**PROBLEM REQUIREMENTS**
Render every line of all the records below as a numbered list, omitting any blank lines.

**EXTRACTED MATERIAL**
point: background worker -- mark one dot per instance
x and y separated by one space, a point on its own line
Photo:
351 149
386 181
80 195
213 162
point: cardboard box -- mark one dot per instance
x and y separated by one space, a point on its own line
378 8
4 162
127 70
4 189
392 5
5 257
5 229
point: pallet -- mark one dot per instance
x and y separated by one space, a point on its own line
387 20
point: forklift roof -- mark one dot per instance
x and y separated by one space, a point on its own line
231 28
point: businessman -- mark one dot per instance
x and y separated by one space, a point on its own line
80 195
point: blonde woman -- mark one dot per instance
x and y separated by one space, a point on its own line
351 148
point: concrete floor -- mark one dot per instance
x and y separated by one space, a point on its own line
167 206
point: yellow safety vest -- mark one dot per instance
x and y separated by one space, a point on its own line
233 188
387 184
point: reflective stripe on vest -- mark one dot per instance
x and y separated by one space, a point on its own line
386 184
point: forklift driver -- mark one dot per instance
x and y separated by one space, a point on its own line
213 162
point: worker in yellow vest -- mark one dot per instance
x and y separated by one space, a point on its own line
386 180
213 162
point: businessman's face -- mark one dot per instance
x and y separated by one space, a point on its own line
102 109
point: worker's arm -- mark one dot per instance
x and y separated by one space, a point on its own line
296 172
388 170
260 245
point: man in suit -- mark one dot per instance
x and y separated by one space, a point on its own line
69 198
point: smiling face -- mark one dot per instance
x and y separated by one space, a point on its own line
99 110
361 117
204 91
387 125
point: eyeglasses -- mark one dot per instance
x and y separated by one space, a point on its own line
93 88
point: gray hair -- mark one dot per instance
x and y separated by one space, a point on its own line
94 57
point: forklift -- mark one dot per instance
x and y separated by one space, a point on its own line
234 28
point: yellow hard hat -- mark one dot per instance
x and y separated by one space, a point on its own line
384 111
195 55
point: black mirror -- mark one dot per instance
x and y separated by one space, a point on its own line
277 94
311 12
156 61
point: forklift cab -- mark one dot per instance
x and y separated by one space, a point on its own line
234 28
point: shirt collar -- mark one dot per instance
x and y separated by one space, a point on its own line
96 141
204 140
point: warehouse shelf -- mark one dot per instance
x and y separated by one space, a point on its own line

**TASK OUTPUT**
1. point: background worker -- mark one dot per instance
2. x and y separated by one space, a point on its own line
3. Photo:
4. 351 149
5. 386 181
6. 80 195
7. 213 162
8. point: cardboard box -- mark one dot per instance
9. x and y separated by one space, a point on its own line
10. 378 8
11. 4 162
12. 127 70
13. 4 189
14. 392 5
15. 5 257
16. 5 229
17. point: pallet -- mark one dot per instance
18. x and y separated by one space, a point on its own line
19. 387 20
20. point: forklift roof -- mark one dot per instance
21. x and y separated by one space, a point on its own line
22. 231 28
23. point: businessman -- mark one dot per instance
24. x and y separated by one space, a point on its own line
25. 80 195
26. point: blonde woman -- mark one dot per instance
27. x and y separated by one space, a point on its own line
28. 351 148
29. point: concrete floor -- mark one dot per instance
30. x and y separated by one space, a point on its own line
31. 167 206
32. point: yellow safety vest -- mark one dot per instance
33. x and y separated by one space, a point on its own line
34. 233 188
35. 387 184
36. point: reflective stripe on vest -- mark one dot per instance
37. x and y separated by one space, a point on its own line
38. 386 184
39. point: forklift driver -- mark one dot per instance
40. x and y separated by one space, a point on its own line
41. 213 162
42. point: worker in yellow vest -- mark one dot per instance
43. x and y separated by one space, a point on its own line
44. 386 180
45. 213 162
46. point: businessman's face -- mark one dot per instance
47. x and y separated by one space, a point on its own line
48. 102 109
49. point: worker's arm -- mark one dot per instance
50. x and y separated by one space, a point on its own line
51. 296 172
52. 388 170
53. 260 245
54. point: man in suit -- mark one dot per instance
55. x and y separated by one space, a point on its own line
56. 69 198
57. point: smiling face -- mark one dot per instance
58. x and y separated by one space, a point on its own line
59. 99 110
60. 361 117
61. 204 91
62. 387 125
63. point: eyeglasses -- mark one dot per instance
64. x and y separated by one space, a point on its own line
65. 93 88
66. point: gray hair -- mark one dot per instance
67. x and y separated by one space, a point on its own line
68. 94 57
69. point: forklift -- mark one dot per instance
70. x and y separated by one space, a point on its own line
71. 234 28
72. point: yellow hard hat -- mark one dot per instance
73. x and y separated by one space, a point on its own line
74. 384 111
75. 195 55
76. point: black mirror -- mark one dot per instance
77. x and y separated by one space, a point on its own line
78. 277 94
79. 311 12
80. 156 61
81. point: forklift cab -- mark one dot per instance
82. x and y separated by one space, a point on its own line
83. 234 28
84. point: shirt collar -- mark one dot per instance
85. x and y separated by one space, a point on its own line
86. 96 141
87. 204 140
88. point: warehouse shelf -- mark one dot per instance
89. x and y separated by one space, a point on its own line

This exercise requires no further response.